Written task 1:
Using the passage on the halting problem, explain in one to three sentences why a formal axiomatic system that proves only true theorems cannot settle every instance of the halting problem.
Written task 2:
Extract the part of the passage on the halting problem starting at "If we could" and ending at "settle the matter!".

START Source document

Well, let's assume the opposite of what we want to prove and derive a contradiction.

If we could always prove whether individual programs halt or not, that would give us a way to compute whether an arbitrary program P eventually halts. How? By running through all possible proofs in size order and applying Hilbert's proof-checking algorithm to each one until we find a proof that P halts or a proof that P never will. We just look through all possible proofs in size order, one character long, two, three, etc., until we settle the matter!

Of course, in practice this would be very, very slow! But it would work in principle, and Turing has shown that it can't. Hence if a formal axiomatic system with a proof-checking algorithm à la Hilbert only proves true theorems, then it can't settle all instances of the halting problem. In other words, if it's truthful, then the formal axiomatic system must be incomplete.

So that's how Turing derives incompleteness from uncomputability. The halting problem is uncomputable, therefore no finite set of axioms will do.

END Source document
START Record set

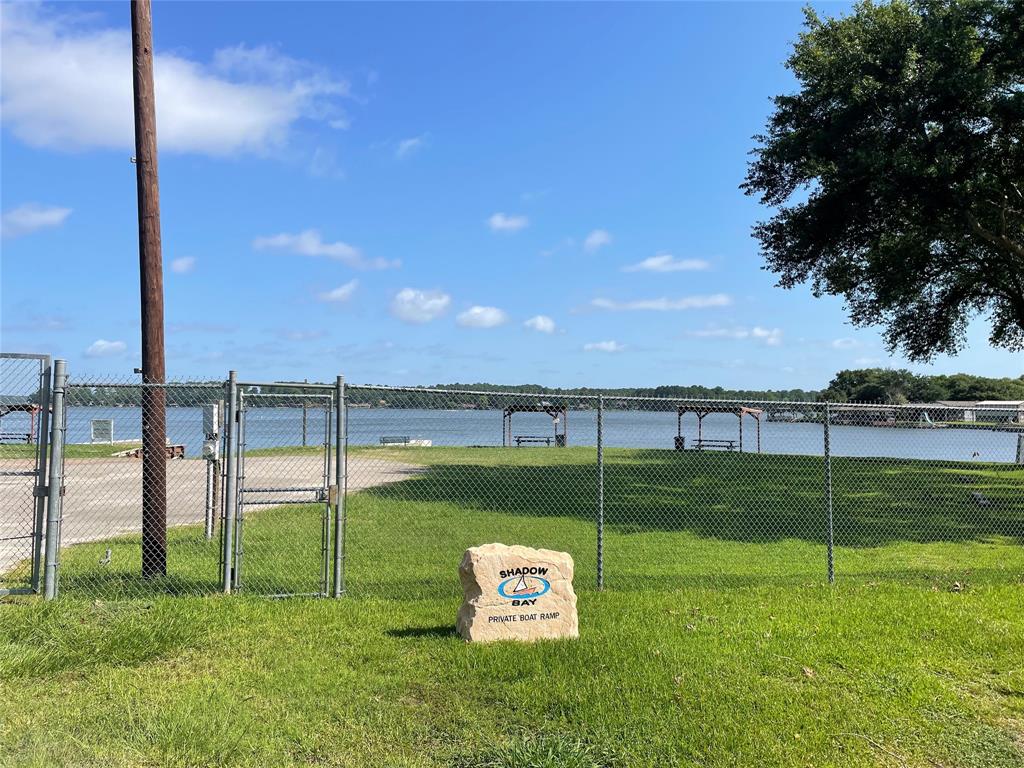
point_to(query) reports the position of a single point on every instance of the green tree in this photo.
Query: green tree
(897, 169)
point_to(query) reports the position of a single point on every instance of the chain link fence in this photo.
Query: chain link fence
(24, 456)
(282, 488)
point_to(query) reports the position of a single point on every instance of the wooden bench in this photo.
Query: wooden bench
(717, 444)
(521, 438)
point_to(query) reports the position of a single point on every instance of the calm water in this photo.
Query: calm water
(283, 426)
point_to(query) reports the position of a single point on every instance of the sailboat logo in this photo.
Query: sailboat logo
(523, 587)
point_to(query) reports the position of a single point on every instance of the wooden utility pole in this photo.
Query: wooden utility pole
(152, 284)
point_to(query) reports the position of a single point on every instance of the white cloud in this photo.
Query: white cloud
(769, 336)
(66, 86)
(603, 346)
(664, 304)
(413, 305)
(845, 343)
(183, 265)
(666, 262)
(481, 316)
(341, 294)
(410, 145)
(309, 243)
(542, 324)
(32, 217)
(104, 348)
(503, 222)
(597, 239)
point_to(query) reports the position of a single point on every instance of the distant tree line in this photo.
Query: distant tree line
(864, 385)
(899, 386)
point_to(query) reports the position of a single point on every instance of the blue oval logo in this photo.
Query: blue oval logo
(523, 587)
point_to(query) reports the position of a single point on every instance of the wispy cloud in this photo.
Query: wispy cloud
(201, 328)
(409, 146)
(597, 239)
(481, 316)
(309, 243)
(603, 346)
(341, 294)
(32, 217)
(666, 262)
(414, 305)
(542, 324)
(503, 222)
(36, 324)
(183, 264)
(769, 336)
(664, 304)
(295, 335)
(104, 348)
(56, 71)
(845, 343)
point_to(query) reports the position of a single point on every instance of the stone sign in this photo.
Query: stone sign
(516, 593)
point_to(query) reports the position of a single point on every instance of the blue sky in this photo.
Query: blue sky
(415, 194)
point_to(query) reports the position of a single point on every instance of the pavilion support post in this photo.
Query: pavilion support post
(828, 497)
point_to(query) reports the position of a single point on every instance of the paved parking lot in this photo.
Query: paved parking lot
(103, 497)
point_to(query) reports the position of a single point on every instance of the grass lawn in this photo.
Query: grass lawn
(718, 641)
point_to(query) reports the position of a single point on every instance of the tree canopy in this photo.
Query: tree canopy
(897, 170)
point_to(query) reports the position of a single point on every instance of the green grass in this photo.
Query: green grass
(717, 643)
(72, 451)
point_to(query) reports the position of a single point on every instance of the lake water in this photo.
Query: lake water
(283, 426)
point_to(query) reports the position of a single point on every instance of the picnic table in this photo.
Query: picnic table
(521, 438)
(716, 444)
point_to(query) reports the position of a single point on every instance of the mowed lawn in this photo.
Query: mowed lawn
(717, 641)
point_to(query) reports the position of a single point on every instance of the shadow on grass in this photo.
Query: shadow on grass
(439, 632)
(745, 498)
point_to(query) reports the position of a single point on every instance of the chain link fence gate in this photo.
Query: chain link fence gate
(25, 416)
(286, 469)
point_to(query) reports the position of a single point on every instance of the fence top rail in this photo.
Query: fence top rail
(312, 395)
(24, 356)
(86, 383)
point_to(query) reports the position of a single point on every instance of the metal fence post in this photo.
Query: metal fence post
(828, 499)
(600, 492)
(340, 481)
(54, 493)
(42, 464)
(230, 499)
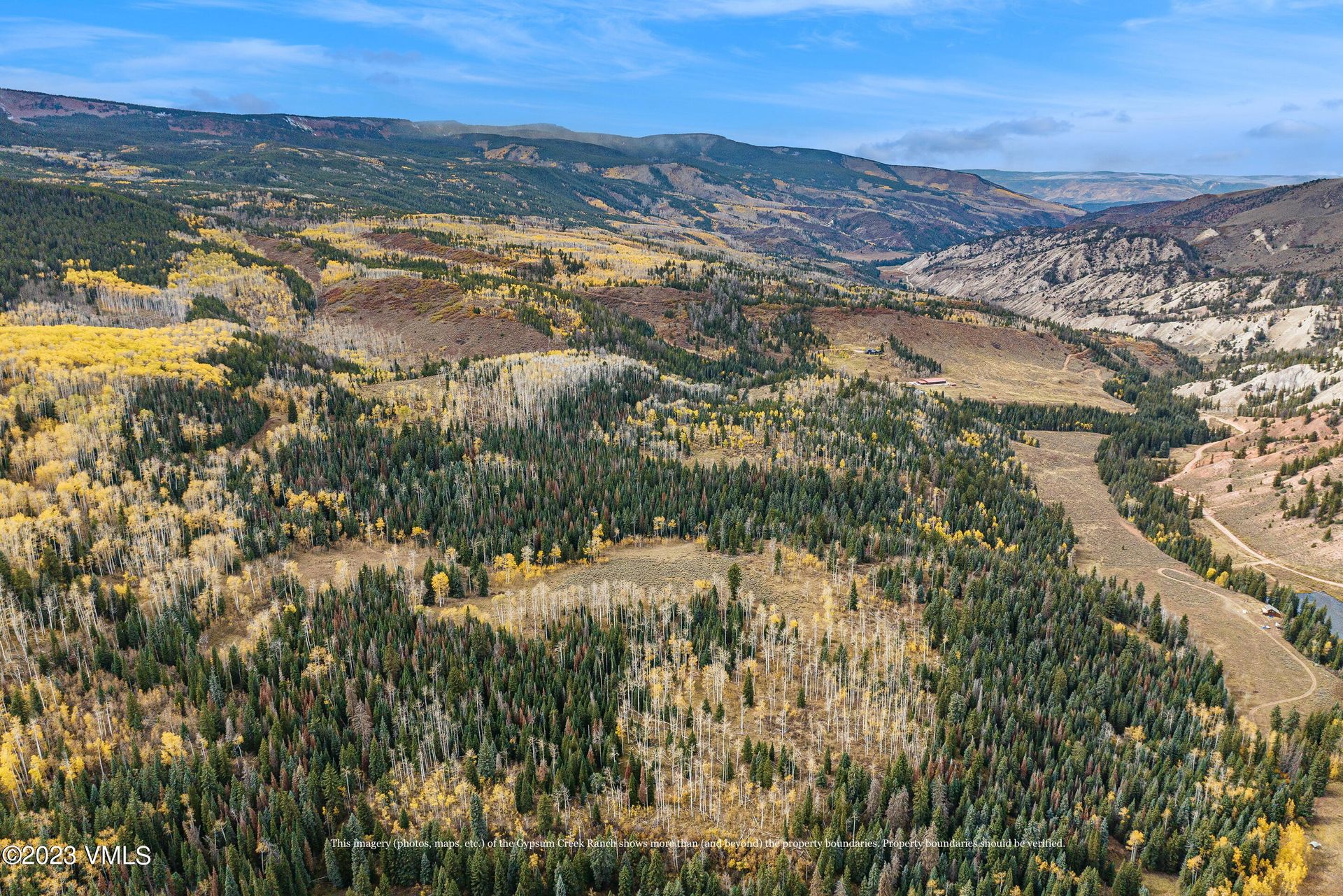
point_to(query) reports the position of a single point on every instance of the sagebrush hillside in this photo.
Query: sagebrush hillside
(776, 199)
(1211, 274)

END Record set

Reply 1:
If such a system could always prove whether a program halts, one could decide whether any program P halts by checking all possible proofs in size order until finding a proof that P halts or that it never will. That would compute the halting problem, which Turing showed cannot be done, so a truthful system of this kind must be incomplete.

Reply 2:
If we could always prove whether individual programs halt or not, that would give us a way to compute whether an arbitrary program P eventually halts. How? By running through all possible proofs in size order and applying Hilbert's proof-checking algorithm to each one until we find a proof that P halts or a proof that P never will. We just look through all possible proofs in size order, one character long, two, three, etc., until we settle the matter!